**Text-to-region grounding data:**
<<<<

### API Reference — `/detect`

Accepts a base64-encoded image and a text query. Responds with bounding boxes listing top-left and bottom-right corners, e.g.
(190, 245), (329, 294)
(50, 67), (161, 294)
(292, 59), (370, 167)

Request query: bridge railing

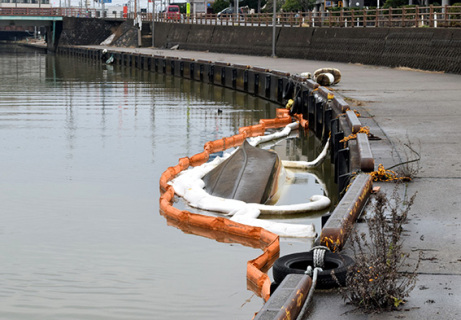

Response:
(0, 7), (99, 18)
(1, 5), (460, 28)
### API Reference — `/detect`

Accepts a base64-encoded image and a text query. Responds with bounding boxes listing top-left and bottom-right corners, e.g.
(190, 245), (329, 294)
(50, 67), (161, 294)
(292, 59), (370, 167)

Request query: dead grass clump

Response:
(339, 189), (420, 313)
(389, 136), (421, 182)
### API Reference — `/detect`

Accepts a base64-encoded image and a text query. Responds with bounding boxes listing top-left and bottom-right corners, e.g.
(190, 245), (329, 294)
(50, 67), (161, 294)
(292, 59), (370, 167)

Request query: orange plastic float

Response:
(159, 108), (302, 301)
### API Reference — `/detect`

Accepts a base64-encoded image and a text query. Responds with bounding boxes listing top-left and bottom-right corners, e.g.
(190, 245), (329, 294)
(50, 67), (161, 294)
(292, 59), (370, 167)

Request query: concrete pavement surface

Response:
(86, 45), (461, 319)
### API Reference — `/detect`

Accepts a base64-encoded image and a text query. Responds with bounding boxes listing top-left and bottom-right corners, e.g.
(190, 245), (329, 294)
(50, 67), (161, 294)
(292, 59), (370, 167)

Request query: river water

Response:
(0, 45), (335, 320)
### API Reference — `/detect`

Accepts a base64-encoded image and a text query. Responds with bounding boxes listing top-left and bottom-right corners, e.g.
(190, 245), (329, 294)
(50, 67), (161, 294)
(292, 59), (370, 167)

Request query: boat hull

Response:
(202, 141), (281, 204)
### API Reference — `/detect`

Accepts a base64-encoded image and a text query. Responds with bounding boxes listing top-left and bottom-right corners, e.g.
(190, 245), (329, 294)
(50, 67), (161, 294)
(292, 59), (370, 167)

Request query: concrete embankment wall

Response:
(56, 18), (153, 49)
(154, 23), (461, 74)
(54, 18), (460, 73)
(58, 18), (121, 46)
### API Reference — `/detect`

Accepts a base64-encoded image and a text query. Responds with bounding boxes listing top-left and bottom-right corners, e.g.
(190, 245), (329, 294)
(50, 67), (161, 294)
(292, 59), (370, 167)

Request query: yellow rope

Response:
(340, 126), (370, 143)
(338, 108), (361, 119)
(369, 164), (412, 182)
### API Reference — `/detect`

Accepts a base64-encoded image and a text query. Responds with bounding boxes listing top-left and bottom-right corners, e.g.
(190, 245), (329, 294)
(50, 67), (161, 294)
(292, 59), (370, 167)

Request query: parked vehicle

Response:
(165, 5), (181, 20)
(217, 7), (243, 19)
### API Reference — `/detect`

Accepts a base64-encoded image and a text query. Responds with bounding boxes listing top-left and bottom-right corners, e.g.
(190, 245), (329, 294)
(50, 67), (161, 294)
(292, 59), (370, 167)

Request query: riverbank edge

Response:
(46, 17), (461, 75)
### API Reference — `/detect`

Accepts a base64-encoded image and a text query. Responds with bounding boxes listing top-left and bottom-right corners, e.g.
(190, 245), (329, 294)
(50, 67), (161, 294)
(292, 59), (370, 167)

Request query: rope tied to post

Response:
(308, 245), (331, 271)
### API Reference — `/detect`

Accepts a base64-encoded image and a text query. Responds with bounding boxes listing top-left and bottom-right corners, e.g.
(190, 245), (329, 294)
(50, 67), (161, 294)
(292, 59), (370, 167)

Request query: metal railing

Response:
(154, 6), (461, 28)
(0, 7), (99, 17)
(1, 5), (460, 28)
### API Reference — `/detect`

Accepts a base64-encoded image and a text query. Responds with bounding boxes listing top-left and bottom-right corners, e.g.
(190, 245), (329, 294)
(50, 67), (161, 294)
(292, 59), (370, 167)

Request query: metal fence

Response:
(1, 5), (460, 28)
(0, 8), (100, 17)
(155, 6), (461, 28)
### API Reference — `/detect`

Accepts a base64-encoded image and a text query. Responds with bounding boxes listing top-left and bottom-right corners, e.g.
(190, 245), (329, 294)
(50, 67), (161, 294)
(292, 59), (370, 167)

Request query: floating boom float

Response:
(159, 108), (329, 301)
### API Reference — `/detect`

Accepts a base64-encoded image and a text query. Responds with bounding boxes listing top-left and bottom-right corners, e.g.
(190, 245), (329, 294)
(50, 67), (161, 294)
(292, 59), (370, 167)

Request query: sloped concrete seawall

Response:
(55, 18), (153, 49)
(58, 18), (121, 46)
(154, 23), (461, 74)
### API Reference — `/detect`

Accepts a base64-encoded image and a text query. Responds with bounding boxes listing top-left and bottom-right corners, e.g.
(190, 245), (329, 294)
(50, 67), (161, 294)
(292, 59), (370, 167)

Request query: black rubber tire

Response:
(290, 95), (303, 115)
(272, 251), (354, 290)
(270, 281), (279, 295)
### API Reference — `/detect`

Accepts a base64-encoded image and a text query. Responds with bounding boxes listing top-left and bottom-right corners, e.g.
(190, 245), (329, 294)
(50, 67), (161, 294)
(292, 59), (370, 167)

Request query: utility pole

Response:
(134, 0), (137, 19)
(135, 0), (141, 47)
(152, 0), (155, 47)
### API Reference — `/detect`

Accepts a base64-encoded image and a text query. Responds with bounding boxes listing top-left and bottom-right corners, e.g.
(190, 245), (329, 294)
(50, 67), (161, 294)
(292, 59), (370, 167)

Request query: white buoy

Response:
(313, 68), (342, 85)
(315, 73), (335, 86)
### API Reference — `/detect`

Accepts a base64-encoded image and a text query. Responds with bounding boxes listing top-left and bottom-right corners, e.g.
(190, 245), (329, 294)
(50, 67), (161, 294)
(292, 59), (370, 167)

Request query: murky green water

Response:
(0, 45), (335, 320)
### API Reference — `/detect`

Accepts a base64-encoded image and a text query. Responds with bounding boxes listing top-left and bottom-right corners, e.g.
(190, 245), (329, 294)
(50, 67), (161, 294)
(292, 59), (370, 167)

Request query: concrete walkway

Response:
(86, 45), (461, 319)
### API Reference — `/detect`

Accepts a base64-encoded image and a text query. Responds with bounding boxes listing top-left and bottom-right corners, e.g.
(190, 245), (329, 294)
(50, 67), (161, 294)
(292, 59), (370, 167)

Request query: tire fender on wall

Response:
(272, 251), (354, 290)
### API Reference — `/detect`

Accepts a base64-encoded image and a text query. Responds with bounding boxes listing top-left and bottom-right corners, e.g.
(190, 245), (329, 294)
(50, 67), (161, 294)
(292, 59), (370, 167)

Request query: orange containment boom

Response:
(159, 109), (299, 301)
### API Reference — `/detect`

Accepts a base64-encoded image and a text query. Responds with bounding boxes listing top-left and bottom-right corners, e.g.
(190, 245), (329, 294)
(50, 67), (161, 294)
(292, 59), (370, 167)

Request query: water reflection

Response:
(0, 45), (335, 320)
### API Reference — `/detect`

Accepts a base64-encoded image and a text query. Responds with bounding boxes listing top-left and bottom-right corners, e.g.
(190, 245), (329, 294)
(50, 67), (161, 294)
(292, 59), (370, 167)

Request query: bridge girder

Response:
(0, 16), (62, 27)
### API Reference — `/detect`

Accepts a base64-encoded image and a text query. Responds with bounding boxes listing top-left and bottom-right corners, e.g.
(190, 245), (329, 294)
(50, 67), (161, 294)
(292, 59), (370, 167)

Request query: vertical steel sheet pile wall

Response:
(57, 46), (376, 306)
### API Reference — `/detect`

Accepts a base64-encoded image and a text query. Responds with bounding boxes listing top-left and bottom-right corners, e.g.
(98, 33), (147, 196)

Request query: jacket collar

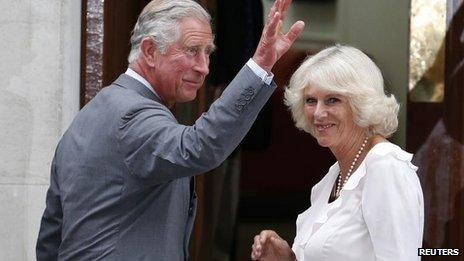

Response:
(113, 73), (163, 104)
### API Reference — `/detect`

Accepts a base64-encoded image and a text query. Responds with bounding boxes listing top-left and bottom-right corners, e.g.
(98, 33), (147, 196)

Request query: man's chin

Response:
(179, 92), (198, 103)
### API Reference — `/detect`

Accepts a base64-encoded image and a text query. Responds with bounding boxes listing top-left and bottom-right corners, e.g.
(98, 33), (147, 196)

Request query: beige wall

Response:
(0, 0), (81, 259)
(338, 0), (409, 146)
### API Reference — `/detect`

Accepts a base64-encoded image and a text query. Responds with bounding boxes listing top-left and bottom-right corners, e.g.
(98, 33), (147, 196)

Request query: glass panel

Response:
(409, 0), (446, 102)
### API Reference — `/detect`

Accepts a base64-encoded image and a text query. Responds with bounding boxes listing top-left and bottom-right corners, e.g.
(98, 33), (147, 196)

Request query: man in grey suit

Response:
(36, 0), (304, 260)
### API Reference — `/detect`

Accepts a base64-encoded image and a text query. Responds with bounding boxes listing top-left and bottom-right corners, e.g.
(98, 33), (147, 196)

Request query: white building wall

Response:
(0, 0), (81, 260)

>>>>

**Work request:**
Which lines in the data above hold the string "orange"? Return each of them.

**Completed exercise:**
Request query: orange plastic float
Request query: orange containment boom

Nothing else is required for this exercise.